# Short problem
Render the records as a JSON list of strings, one string per line, leaving out blank lines and the pictures.

# Items
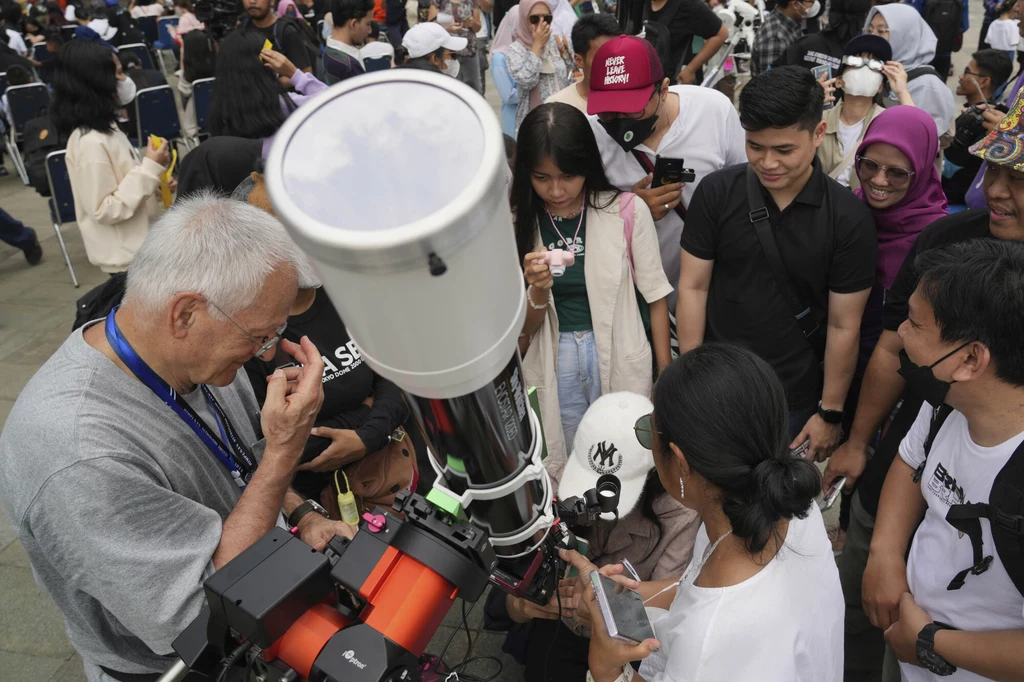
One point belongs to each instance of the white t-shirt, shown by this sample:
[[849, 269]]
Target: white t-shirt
[[707, 134], [782, 625], [848, 136], [1004, 35], [958, 471]]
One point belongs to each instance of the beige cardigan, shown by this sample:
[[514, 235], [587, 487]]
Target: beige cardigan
[[830, 152], [625, 356], [115, 196]]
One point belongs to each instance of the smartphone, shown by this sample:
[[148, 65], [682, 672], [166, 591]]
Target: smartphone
[[823, 70], [668, 170], [832, 495], [801, 450], [623, 609]]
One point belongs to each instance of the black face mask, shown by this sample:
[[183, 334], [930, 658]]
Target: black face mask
[[631, 132], [922, 382]]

# Answer in full
[
  "One point belongs to each instance of the white t-shirt, shown by this sample:",
  "[[849, 269]]",
  "Target: white t-shirt",
  "[[707, 134], [782, 625], [848, 136], [1004, 35], [958, 471]]",
  "One point belongs to each instance of the beige cardigan, shown by this sample:",
  "[[514, 235], [587, 487]]",
  "Target: beige cardigan",
  "[[830, 152], [625, 356], [115, 196]]",
  "One point belongs to each instance of the smartphone, shown by this sample:",
  "[[148, 65], [682, 672], [166, 591]]",
  "Target: smartphone",
  "[[823, 70], [668, 170], [832, 495], [801, 450], [623, 609]]",
  "One point belongs to each instance of the black face mask, shown by this sample:",
  "[[183, 334], [930, 658]]",
  "Target: black face mask",
  "[[631, 132], [922, 382]]"
]